> [Exercise directions]:
Continue the article about badly behaved Boston athletes from its last sentence, keeping its list format and tone.

Stephon Marbury is just the latest in a long and illustrious line of Boston athletes whose tenure here was marked by kooky, flamboyant, inscrutable, or bad behavior. Here, in chronological order — because who can quantify craziness? — is our top 15.
MIKE "KING" KELLY (BOSTON BEANEATERS, 1887–1889, 1892) Lured to this Boston Braves precursor for the then-astronomical sum of $10,000, Kelly was one of the early game's first superstars, inspiring the popular song, "Slide, Kelly, Slide!" He was as prodigious a run producer as he was a drinker. (Purportedly, one game was delayed because he was tippling with some swells in the box seats). He often tried to bend the rules of the game to his will, says Sports Museum of New England curator Richard Johnson. "He was a wild man! Sometimes he'd cut from first base across the infield to third. And with the crowd egging him on. And sometimes he'd get away with it! It was wild stuff." According to Kelly's Wikipedia entry, he "was often accompanied by a black monkey and a Japanese valet." (See also: "Home of the Braves?")
WALTER "RABBIT" MARANVILLE (BRAVES, 1912–1920, 1929–1935) Springfield's greatest shortstop, Rabbit Maranville — just 5-5 and 155 pounds — was one of the game's most beloved clowns. The Hall of Famer was "the Ozzie Smith of his day," says Johnson. "He would sit on the second base bag, take a relay toss, and fire strikes to home plate from a sitting position. People went crazy! They loved it. He was a showman." The fun continued off-field. "After a few drinks," reads BaseballLibrary.com, "he became the hotel-ledge walker, the goldfish swallower, the practical joker."

> [Recorded data]:
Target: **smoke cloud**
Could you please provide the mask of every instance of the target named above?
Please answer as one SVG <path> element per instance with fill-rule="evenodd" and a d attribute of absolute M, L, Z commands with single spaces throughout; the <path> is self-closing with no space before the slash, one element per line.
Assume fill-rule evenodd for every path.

> [Expected output]:
MICKEY MCDERMOTT (RED SOX, 1948–1953) Sort of a proto Nuke LaLoosh, this gangly flamethrower was as wild off the field as he was over the plate. He was the inspiration for Norman Rockwell's painting "The Rookie." He boozed and crooned in Boston's nightclubs. He borrowed Ted Williams's Kenmore Square apartment and Johnny Pesky's car to woo women. (He kicked out Pesky's back window while heavy-petting with a dame). In 1953, he told Jean Yawkey to "fuck off," thereby cementing his departure from the Sox. Later, playing in a Cuban league in 1958, McDermott was on the field — literally — when Castro's revolution commenced. He was pals with Sinatra and Kerouac. And later in life, after dying on the table (twice) during triple-bypass surgery, he won $7 million in the Arizona lottery. (See also: "A pitcher speaks.")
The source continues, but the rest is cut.